__What the exercise asks__
Determine how many lines in the records below contain the string "tree", treating uppercase and lowercase as distinct, and reply with that number alone.

__Records shown__
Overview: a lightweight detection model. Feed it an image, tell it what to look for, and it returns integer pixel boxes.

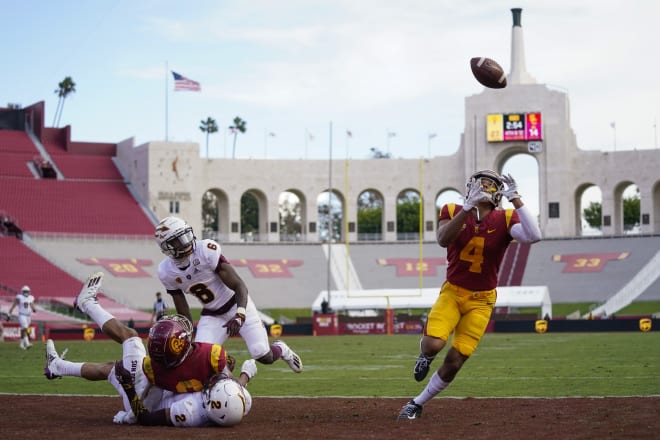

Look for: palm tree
[199,116,218,159]
[229,116,247,159]
[53,76,76,127]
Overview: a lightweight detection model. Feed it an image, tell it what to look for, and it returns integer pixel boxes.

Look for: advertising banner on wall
[486,112,543,142]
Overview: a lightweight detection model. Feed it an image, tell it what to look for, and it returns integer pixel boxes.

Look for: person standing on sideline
[151,292,168,324]
[155,217,303,373]
[9,286,37,350]
[398,170,541,419]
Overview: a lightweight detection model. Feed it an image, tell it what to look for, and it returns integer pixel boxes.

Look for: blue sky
[5,0,660,217]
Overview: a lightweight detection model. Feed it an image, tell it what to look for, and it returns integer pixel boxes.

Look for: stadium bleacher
[0,123,660,324]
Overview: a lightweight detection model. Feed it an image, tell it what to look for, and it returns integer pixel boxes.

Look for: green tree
[199,116,218,159]
[582,202,603,229]
[202,191,218,233]
[229,116,247,159]
[396,200,419,233]
[357,191,383,234]
[53,76,76,127]
[396,191,420,233]
[582,196,640,230]
[279,193,302,239]
[623,195,640,230]
[358,206,383,234]
[241,193,259,234]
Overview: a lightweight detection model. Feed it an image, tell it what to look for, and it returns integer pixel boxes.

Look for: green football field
[0,332,660,397]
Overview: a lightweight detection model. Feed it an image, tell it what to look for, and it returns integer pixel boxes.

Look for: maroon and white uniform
[142,342,227,393]
[158,240,270,359]
[16,293,34,330]
[439,203,520,291]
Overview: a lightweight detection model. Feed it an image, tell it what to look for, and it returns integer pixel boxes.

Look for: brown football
[470,57,506,89]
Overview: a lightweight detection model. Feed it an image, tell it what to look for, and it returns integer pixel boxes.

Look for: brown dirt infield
[0,395,660,440]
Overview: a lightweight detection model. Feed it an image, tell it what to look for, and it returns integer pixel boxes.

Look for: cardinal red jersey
[438,203,520,291]
[142,342,227,393]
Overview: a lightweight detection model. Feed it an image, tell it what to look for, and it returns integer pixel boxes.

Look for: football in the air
[470,57,506,89]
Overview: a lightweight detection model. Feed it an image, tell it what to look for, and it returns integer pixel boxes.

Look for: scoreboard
[486,113,543,142]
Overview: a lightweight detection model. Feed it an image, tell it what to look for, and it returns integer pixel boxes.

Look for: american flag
[172,71,202,92]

__Expected answer__
2